─── Material for this exercise ───
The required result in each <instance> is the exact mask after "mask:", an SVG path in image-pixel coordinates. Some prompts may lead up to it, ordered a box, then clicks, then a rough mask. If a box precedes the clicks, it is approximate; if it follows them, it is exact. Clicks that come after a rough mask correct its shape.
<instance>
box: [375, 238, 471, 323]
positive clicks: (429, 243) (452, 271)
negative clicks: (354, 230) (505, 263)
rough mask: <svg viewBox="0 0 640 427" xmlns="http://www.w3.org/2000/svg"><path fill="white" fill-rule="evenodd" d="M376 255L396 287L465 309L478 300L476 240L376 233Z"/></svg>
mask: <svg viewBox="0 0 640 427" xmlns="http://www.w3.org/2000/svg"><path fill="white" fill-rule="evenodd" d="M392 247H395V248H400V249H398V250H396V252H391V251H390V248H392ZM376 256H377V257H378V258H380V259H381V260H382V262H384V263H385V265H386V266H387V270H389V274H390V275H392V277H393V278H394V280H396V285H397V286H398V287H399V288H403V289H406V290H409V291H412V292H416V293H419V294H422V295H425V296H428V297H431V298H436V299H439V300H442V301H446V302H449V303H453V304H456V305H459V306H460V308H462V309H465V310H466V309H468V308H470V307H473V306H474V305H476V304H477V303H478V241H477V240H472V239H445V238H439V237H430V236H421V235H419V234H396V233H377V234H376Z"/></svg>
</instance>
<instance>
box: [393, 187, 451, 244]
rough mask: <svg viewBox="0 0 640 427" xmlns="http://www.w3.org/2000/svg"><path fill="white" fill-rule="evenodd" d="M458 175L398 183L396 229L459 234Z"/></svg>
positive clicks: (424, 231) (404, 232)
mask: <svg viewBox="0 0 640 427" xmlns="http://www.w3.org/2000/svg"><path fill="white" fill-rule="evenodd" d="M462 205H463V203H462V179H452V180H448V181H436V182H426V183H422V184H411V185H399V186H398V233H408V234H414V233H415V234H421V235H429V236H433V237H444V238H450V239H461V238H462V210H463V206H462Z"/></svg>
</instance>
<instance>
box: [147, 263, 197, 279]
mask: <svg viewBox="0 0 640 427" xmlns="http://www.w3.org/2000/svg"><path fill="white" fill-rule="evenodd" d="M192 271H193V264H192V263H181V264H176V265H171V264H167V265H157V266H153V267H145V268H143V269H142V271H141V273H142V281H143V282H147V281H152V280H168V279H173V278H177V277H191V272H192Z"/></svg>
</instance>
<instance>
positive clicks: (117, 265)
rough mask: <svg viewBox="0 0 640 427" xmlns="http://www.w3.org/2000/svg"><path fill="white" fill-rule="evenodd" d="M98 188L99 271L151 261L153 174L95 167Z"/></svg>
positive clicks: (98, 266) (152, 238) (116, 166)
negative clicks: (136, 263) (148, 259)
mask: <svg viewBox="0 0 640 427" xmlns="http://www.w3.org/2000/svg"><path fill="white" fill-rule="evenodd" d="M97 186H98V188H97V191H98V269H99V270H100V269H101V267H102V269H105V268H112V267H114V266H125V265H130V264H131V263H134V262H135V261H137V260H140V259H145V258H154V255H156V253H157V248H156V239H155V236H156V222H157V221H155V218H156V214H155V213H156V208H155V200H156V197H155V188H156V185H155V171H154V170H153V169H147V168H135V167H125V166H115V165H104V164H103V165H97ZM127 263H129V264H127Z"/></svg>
───
Task requirements: Everything from the line containing "255L396 287L465 309L478" through the line containing "175L398 183L396 229L459" in the material above should be retyped exactly, both ends included, and nothing more.

Exercise result:
rough mask: <svg viewBox="0 0 640 427" xmlns="http://www.w3.org/2000/svg"><path fill="white" fill-rule="evenodd" d="M376 255L396 287L465 309L478 300L476 240L376 233Z"/></svg>
mask: <svg viewBox="0 0 640 427" xmlns="http://www.w3.org/2000/svg"><path fill="white" fill-rule="evenodd" d="M392 247H395V248H400V249H398V250H396V252H391V251H390V248H392ZM376 256H377V257H378V258H380V259H381V260H382V262H384V263H385V265H386V266H387V270H389V274H390V275H392V277H393V278H394V280H396V285H397V286H398V287H399V288H403V289H406V290H409V291H412V292H416V293H419V294H422V295H425V296H428V297H431V298H436V299H439V300H442V301H446V302H449V303H453V304H456V305H459V306H460V308H462V309H465V310H466V309H468V308H470V307H473V306H474V305H476V304H477V303H478V241H477V240H472V239H445V238H439V237H430V236H421V235H419V234H396V233H377V234H376Z"/></svg>
</instance>
<instance>
box: [393, 187, 451, 244]
rough mask: <svg viewBox="0 0 640 427" xmlns="http://www.w3.org/2000/svg"><path fill="white" fill-rule="evenodd" d="M458 175L398 183L396 229L459 234Z"/></svg>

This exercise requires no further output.